■ **Given task**
Reproduce the lines below without alteration, starting with the first line and ending with the line that contains "[[351, 190], [356, 195], [362, 192], [362, 179], [351, 179]]", both ends included. Omit the pictures from your response.

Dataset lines
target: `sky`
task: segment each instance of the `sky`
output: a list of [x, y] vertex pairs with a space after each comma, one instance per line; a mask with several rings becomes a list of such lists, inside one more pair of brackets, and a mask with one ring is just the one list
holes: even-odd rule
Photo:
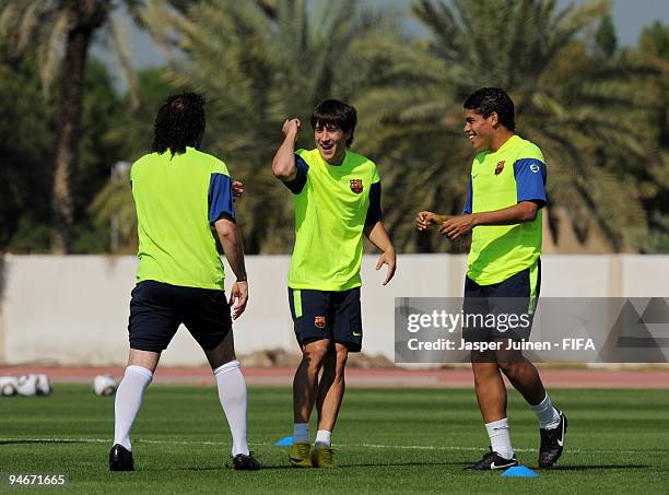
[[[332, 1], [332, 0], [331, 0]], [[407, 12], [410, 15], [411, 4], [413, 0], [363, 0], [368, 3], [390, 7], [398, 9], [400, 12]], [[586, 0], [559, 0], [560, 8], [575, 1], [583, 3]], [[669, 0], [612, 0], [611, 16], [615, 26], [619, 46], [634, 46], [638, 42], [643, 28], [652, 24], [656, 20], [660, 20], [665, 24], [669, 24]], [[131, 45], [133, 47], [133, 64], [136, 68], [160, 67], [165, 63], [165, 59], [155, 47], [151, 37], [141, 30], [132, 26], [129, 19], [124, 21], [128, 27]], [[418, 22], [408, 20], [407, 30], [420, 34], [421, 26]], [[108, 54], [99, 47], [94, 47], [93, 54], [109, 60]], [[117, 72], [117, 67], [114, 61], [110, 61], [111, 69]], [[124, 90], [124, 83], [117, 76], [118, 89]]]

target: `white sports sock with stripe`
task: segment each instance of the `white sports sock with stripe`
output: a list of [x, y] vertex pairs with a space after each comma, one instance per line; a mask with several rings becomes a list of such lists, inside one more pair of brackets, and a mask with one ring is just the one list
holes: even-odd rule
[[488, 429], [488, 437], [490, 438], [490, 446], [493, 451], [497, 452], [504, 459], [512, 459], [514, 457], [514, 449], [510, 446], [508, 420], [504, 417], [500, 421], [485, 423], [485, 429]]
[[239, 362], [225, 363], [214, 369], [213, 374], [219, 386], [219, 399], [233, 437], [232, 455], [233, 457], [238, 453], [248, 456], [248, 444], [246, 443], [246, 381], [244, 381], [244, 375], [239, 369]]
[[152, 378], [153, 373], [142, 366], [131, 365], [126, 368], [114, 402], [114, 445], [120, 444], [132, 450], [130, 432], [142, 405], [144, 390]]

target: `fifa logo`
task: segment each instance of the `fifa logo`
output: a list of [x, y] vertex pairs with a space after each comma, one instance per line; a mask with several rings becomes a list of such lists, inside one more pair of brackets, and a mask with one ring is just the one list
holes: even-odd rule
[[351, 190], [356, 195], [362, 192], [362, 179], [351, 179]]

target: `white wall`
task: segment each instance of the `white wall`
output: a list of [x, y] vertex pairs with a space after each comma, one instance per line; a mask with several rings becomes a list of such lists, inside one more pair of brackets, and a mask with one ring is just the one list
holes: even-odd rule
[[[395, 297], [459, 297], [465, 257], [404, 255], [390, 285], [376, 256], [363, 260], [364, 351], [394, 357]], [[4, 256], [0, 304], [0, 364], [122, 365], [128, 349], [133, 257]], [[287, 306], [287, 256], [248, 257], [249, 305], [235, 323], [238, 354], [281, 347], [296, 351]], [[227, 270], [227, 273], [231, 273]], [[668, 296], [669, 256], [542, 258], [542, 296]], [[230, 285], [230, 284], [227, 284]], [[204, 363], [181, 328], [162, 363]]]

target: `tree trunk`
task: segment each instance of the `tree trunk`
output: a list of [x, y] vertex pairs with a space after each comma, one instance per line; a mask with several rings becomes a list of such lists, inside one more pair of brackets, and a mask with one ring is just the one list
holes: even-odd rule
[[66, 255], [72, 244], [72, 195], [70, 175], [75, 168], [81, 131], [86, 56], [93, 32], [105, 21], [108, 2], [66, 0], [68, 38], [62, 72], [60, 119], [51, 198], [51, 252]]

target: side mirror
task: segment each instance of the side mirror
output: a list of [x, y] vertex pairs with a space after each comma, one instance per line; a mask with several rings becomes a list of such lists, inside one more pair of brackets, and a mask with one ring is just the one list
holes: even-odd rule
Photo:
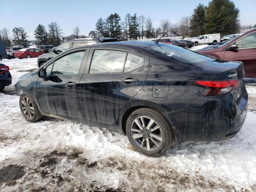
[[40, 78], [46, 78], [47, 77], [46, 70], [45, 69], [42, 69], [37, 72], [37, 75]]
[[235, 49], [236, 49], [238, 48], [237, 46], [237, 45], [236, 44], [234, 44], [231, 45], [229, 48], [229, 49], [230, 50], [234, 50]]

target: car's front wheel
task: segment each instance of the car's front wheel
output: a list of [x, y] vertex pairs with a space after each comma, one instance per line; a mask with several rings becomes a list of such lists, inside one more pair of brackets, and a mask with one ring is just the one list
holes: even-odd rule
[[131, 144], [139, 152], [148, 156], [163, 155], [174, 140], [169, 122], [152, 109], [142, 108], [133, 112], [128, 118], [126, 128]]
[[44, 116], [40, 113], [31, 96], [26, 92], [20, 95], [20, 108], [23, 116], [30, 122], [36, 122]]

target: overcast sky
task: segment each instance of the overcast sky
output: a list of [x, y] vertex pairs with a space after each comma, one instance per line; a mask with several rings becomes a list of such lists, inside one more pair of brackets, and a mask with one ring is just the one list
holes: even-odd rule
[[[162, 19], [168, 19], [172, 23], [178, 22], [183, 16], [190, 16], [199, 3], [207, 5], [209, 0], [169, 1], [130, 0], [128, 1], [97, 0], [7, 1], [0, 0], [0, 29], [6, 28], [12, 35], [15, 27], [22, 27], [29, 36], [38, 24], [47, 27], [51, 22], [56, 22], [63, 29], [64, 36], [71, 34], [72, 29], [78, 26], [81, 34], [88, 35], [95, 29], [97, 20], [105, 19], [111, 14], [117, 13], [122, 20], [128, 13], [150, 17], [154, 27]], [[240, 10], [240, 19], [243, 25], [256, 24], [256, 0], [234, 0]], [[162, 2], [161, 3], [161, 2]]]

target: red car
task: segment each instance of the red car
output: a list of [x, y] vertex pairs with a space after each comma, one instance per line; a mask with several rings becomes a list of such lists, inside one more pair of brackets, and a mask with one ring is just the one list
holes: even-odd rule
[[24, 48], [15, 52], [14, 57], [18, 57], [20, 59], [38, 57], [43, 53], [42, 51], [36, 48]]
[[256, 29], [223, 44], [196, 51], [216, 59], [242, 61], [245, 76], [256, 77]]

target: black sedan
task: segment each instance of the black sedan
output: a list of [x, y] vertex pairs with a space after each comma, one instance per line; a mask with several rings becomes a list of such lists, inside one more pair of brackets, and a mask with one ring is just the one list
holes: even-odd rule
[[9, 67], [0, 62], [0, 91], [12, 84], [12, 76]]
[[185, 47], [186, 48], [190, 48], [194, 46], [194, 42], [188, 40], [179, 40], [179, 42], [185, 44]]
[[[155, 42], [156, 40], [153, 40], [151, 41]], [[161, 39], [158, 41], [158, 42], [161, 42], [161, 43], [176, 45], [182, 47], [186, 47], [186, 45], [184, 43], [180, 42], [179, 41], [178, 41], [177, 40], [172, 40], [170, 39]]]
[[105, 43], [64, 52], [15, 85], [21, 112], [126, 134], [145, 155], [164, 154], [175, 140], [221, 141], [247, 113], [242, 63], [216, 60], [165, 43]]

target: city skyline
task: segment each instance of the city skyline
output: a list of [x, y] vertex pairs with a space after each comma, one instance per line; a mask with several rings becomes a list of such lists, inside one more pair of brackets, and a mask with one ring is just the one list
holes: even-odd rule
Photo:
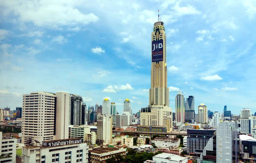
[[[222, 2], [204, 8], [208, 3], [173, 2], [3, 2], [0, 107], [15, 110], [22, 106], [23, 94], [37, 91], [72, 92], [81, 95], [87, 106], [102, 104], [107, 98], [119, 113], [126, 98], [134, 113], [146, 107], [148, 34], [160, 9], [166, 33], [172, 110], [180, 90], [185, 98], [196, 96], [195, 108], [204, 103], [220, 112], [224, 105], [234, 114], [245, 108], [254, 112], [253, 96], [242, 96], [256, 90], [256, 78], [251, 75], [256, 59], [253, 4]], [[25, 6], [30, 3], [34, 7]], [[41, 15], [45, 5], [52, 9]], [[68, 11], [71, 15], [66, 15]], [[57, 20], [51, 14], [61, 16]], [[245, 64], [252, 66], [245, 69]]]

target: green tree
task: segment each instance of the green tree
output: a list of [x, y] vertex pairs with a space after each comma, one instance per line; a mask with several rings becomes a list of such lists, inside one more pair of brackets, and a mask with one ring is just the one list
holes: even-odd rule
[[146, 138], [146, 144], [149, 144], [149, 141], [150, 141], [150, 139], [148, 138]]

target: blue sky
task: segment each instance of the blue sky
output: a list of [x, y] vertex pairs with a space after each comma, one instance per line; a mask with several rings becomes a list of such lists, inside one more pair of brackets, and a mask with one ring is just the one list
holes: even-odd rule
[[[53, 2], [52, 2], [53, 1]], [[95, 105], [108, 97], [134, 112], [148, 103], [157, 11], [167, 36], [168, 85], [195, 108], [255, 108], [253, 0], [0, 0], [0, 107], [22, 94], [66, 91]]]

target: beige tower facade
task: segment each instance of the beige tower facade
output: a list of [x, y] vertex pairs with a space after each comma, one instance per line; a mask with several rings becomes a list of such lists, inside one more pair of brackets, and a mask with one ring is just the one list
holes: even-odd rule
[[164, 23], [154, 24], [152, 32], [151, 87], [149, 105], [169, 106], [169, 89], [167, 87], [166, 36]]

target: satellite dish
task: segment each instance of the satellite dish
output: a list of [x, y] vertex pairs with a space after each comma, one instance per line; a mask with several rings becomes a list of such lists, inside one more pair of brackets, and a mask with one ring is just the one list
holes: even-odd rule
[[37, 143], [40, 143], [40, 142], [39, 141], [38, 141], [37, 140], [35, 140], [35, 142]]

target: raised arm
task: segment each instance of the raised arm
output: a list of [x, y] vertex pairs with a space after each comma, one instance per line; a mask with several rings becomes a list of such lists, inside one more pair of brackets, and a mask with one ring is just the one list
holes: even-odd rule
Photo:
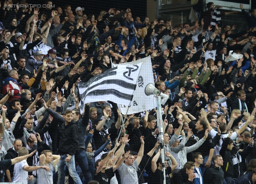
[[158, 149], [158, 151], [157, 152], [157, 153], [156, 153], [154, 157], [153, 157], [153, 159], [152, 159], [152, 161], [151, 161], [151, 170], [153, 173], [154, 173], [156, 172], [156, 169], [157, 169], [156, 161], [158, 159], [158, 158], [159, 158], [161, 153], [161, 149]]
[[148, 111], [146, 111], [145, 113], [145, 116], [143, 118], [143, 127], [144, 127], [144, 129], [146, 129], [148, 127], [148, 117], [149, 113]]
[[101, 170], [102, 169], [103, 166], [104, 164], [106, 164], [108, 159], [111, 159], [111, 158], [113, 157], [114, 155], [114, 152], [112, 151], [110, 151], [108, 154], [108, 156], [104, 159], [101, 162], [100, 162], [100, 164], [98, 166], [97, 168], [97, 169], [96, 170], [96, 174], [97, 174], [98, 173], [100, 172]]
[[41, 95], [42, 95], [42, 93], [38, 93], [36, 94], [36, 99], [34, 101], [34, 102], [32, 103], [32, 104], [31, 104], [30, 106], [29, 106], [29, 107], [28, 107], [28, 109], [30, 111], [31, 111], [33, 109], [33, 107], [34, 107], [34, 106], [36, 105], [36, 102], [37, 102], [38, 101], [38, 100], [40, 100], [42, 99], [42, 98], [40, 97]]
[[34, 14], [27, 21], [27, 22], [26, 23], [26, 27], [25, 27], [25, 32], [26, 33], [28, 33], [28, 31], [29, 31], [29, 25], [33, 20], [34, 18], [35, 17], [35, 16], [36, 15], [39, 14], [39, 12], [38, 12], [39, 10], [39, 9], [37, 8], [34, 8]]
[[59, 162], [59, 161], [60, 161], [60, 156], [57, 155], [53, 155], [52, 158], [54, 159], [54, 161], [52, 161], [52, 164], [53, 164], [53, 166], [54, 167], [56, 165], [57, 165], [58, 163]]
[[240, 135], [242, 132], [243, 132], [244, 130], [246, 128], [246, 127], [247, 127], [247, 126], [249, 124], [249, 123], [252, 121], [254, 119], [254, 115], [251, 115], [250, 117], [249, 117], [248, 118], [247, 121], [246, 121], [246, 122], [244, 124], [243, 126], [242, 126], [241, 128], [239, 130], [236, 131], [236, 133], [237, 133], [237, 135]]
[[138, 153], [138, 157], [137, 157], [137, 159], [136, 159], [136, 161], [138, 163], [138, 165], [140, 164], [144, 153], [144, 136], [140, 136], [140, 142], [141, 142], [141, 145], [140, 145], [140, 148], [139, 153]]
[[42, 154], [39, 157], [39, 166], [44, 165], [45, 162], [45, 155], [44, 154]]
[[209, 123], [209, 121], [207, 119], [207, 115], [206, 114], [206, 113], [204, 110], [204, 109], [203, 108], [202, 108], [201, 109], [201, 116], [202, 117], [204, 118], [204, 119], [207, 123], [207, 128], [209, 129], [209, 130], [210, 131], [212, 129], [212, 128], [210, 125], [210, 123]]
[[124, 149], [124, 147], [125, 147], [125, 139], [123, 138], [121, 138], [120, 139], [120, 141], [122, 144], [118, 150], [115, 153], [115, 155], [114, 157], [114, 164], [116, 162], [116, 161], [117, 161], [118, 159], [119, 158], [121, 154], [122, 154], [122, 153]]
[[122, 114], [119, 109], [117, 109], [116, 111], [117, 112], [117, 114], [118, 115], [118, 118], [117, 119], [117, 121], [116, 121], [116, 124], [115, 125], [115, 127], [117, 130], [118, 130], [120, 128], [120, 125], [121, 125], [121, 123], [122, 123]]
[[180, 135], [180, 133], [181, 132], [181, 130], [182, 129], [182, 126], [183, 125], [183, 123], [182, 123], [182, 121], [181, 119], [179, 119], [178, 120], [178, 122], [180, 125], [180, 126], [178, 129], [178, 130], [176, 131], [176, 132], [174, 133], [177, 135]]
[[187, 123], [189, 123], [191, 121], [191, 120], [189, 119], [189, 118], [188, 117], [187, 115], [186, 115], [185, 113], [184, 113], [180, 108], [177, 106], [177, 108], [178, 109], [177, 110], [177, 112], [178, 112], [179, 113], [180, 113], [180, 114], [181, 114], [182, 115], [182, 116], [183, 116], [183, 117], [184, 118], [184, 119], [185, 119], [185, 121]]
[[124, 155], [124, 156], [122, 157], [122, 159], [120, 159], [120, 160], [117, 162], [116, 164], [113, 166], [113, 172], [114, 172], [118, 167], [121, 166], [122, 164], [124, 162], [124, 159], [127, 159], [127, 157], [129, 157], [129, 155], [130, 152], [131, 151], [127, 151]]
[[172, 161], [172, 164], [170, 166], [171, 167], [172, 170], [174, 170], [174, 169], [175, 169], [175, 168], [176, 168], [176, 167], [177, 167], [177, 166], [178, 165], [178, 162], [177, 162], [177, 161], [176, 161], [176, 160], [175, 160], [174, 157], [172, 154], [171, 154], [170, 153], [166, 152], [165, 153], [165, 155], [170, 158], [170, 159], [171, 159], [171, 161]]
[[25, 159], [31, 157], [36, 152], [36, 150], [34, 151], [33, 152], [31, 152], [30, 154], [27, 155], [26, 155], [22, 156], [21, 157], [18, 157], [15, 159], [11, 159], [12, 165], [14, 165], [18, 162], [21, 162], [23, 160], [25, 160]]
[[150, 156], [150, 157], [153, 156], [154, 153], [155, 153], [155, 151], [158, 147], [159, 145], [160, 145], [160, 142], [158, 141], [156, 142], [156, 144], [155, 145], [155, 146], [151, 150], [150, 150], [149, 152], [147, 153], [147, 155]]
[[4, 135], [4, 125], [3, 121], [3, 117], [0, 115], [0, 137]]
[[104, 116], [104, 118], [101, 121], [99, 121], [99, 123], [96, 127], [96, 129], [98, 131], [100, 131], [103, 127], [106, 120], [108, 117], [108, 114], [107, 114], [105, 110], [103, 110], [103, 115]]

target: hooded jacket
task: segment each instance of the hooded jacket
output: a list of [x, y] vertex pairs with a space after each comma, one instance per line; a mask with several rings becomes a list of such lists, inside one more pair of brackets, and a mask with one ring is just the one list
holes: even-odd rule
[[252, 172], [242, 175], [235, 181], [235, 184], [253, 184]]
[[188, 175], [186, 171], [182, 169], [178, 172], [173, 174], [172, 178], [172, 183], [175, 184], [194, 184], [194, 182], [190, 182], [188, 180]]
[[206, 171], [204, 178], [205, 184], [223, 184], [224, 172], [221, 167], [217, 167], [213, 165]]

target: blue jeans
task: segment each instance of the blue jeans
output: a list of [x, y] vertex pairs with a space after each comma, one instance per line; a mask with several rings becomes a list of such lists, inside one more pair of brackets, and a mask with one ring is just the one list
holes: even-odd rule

■ **Task solution**
target: `sky`
task: segment each instance of the `sky`
output: a list of [x, y] vertex pairs with a space after each comma, one instance per line; a mask with several rings becomes a list of such lists, inside one more pair of brackets, and a mask with one ring is just the one list
holes: even-odd rule
Photo:
[[[332, 1], [332, 0], [331, 0]], [[407, 12], [410, 15], [411, 4], [413, 0], [363, 0], [368, 3], [390, 7], [398, 9], [400, 12]], [[586, 0], [559, 0], [560, 8], [575, 1], [583, 3]], [[669, 0], [612, 0], [611, 16], [615, 26], [619, 46], [634, 46], [638, 42], [643, 28], [652, 24], [656, 20], [660, 20], [665, 24], [669, 24]], [[131, 45], [133, 47], [133, 64], [136, 68], [160, 67], [165, 63], [165, 59], [155, 47], [151, 37], [141, 30], [132, 26], [129, 19], [124, 21], [128, 27]], [[418, 22], [408, 20], [407, 30], [420, 34], [421, 26]], [[108, 54], [99, 47], [94, 47], [93, 54], [109, 60]], [[117, 72], [117, 67], [114, 61], [110, 61], [111, 69]], [[124, 90], [124, 83], [117, 76], [118, 89]]]

target: `white sports sock with stripe`
task: segment each instance of the `white sports sock with stripe`
output: a list of [x, y] vertex pairs with a space after each comma, one instance per line; a mask with several rings becomes a list of such lists, inside one more pair of brackets, and a mask with one ring is just the one list
holes: even-odd rule
[[488, 429], [488, 437], [490, 438], [490, 446], [493, 451], [497, 452], [504, 459], [512, 459], [514, 457], [514, 449], [510, 446], [508, 420], [504, 417], [500, 421], [485, 423], [485, 429]]
[[239, 362], [225, 363], [214, 369], [213, 374], [219, 386], [219, 399], [233, 437], [232, 455], [233, 457], [238, 453], [248, 456], [248, 444], [246, 443], [246, 381], [244, 381], [244, 375], [239, 369]]
[[152, 378], [153, 373], [142, 366], [131, 365], [126, 368], [114, 402], [114, 445], [120, 444], [132, 450], [130, 432], [142, 405], [144, 390]]

target: `fifa logo`
task: segment each instance of the `fifa logo`
output: a list of [x, y] vertex pairs with a space after each comma, one instance per line; a mask with several rings becomes a list of such lists, inside one more pair of brackets, and a mask with one ring is just the one list
holes: even-odd rule
[[351, 190], [356, 195], [362, 192], [362, 179], [351, 179]]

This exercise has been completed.